───── EXTRACTED TEXT

Burned by the system
When people are in trouble, these guys rush to the scene. Everyone considers them heroes. But when Oroville passes out the raises, guess who gets left out? In this case, it’s the firefighters.

For almost two years, the 15-person frontline team at the Oroville Fire Department has been working without a contract, trying to negotiate a deal with the city that would bring them a little closer to the average wage for such dangerous work. According to Firefighters Local #2404 President Brad Hemstalk, firefighters in Oroville work at the lowest-paying department in the county, earning between 16 and 27 percent less than their colleagues in other communities.

As if that weren’t bad enough, Hemstalk said, firefighters were the only ones passed up for a cost-of-living adjustment in 2001, and when city administrators finally offered them a contract, including 2-percent raises and a bigger medical allowance, they refused to make it retroactive.

The city couldn’t be reached by press time. Hemstalk indicated that the city’s latest offer would have been a good place to start if only it had taken into account the two years the union had to struggle to get it. Since they can’t go on strike for legal and ethical reasons, he said, they are gearing up for another long, taxing fight with the city.

Think about that the next time your house catches fire.

Voters’ money at work: Butte College unveils new building
Thanks to 1998’s state Proposition 1A, Butte College on Oct. 29 opened its first new building on campus since 1974—on time and on budget.

The $20 million facility, dubbed the Allied Health Public Services Building, is a training center for fire professionals, nurses, police officers, hazardous-materials technicians, building inspectors, paramedics, emergency medical technicians and respiratory therapists.

“We are very thankful to the voters,” said Lisa DeLaby, a Butte College spokesperson, shortly after a ribbon-cutting ceremony. Enjoying the ceremony were Rep. Wally Herger, R­Marysville, visiting his district on a half-hearted campaign swing, and Assemblyman Sam Aanestad, R­Grass Valley, who’s doing his own political stumping for state Senate.

The new building includes six computer labs, a mock hospital ward, a courtroom, police training equipment and programs, driving simulators and classrooms. Still in the works are features including a hazardous-materials lab, building inspection technology lab, fire science lab and home and hospital care lab. But even as the new building takes shape, the college is facing a $4 million budget cut as the state tries to balance its books.

──────────

> **PROBLEMS AND TASKS**:
**A)** Answer these questions about the news briefs above, one line each:
(i) How many people are on the frontline team at the Oroville Fire Department?
(ii) On what date did Butte College open its new building?
(iii) How much did the Allied Health Public Services Building cost?
**B)** In the news briefs above, turn the paragraph beginning "The new building includes six computer labs" into a short bulleted list that keeps its main facts.
**C)** Quote the news briefs above word for word, starting at "As if that weren’t" and ending at "make it retroactive.".

───── INFORMATION PROVIDED

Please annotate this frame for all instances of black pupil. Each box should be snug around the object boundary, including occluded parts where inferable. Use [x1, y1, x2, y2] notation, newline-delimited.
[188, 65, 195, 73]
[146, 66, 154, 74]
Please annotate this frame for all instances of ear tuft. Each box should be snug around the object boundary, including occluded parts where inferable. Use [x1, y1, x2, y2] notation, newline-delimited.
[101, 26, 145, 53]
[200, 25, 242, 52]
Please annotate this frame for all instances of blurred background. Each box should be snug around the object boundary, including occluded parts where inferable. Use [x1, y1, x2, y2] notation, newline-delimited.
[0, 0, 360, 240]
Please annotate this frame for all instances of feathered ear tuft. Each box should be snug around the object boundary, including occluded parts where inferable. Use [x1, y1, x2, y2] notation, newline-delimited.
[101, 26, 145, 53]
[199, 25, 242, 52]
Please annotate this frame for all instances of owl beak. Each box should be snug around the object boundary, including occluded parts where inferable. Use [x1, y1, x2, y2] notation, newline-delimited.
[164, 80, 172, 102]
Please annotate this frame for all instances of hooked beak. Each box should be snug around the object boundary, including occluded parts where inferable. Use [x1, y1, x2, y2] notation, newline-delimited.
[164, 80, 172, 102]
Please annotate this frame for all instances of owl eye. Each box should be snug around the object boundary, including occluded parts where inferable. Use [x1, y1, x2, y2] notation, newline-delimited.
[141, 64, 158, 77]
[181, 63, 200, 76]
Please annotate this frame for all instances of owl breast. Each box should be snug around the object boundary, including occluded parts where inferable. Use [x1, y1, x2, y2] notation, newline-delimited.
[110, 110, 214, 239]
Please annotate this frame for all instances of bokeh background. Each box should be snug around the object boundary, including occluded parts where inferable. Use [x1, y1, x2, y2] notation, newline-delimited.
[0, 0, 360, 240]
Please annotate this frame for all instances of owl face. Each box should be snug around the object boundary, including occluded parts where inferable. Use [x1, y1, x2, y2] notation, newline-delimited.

──────────

> **RESPONSES TO THE TASKS**:
**A)**
(i) 15
(ii) Oct. 29
(iii) $20 million

**B)**
- Current features: six computer labs, a mock hospital ward, a courtroom, police training equipment and programs, driving simulators, and classrooms
- Still in the works: a hazardous-materials lab, a building inspection technology lab, a fire science lab, and a home and hospital care lab
- The college faces a $4 million budget cut as the state tries to balance its books

**C)**
As if that weren’t bad enough, Hemstalk said, firefighters were the only ones passed up for a cost-of-living adjustment in 2001, and when city administrators finally offered them a contract, including 2-percent raises and a bigger medical allowance, they refused to make it retroactive.